TASK ITEM: Your answer is a copy of every line in the records where "window" appears.

=== TASK DATA ===

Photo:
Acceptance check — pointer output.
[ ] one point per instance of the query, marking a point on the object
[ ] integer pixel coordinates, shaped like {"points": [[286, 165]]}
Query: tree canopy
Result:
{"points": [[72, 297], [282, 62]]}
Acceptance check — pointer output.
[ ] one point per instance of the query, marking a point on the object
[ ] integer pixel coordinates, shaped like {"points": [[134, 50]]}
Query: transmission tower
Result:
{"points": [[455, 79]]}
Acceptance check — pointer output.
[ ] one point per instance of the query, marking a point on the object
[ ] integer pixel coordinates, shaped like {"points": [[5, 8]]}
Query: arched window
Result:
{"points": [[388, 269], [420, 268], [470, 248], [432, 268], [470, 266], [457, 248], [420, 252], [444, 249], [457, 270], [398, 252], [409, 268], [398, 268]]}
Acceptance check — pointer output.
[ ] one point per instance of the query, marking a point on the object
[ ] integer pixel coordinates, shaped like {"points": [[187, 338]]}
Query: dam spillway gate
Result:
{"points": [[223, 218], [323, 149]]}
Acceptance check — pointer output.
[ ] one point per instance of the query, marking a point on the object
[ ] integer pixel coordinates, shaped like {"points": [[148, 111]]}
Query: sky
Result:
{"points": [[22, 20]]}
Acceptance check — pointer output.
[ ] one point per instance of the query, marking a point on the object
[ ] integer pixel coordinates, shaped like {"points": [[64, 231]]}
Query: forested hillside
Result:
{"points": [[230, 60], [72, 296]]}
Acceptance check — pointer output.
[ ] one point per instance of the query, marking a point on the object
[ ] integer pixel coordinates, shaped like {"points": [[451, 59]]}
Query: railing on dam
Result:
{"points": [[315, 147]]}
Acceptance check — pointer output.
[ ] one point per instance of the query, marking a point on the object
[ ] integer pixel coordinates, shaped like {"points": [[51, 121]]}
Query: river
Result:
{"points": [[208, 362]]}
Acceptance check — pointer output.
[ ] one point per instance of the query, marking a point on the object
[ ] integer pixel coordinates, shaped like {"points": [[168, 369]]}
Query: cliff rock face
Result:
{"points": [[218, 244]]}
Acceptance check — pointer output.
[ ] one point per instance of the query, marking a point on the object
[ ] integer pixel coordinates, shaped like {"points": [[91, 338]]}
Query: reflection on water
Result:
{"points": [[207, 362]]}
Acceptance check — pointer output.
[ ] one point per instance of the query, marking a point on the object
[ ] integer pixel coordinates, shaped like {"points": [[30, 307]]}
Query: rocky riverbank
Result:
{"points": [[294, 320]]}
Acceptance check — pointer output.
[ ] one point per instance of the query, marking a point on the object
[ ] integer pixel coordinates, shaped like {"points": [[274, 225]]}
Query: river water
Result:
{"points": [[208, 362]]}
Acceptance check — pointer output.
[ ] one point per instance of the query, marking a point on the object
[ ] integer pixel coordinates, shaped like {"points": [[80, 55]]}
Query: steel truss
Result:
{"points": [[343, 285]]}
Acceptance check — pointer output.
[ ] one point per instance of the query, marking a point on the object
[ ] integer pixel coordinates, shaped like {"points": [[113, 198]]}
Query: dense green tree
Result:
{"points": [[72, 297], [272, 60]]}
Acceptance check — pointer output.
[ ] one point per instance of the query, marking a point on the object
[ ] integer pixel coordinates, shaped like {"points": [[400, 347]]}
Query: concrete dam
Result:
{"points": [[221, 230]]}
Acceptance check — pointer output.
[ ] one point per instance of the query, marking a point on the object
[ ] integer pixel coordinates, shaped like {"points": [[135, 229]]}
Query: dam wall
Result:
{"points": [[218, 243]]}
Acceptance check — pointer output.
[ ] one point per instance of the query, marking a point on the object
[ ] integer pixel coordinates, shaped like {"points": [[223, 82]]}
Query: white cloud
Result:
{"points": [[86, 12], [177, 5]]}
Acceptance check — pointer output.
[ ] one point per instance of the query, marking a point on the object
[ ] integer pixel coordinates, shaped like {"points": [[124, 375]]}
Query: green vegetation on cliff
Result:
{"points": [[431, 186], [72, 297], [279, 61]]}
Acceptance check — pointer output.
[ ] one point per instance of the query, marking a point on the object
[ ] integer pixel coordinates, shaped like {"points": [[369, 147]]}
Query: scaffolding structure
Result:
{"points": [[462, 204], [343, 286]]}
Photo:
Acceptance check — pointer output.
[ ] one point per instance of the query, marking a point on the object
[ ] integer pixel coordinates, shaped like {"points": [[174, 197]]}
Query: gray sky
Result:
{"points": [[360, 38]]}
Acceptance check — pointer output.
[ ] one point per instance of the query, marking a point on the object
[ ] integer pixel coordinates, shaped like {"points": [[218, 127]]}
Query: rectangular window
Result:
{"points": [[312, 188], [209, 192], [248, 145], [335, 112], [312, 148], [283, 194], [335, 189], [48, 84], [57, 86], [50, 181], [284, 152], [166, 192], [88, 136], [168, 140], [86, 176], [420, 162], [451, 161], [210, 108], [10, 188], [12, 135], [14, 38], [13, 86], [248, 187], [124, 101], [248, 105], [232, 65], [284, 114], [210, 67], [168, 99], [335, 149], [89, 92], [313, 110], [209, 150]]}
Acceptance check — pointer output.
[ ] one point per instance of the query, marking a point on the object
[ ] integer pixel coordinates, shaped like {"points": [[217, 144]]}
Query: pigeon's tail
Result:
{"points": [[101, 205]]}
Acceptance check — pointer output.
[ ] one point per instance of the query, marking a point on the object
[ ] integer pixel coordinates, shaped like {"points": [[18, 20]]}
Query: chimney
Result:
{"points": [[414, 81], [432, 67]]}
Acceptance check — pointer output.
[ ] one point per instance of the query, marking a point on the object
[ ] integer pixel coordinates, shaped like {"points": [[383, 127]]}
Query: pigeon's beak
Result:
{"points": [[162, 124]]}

===

SOLUTION FOR THIS PROBLEM:
Query: arched window
Query: rectangular window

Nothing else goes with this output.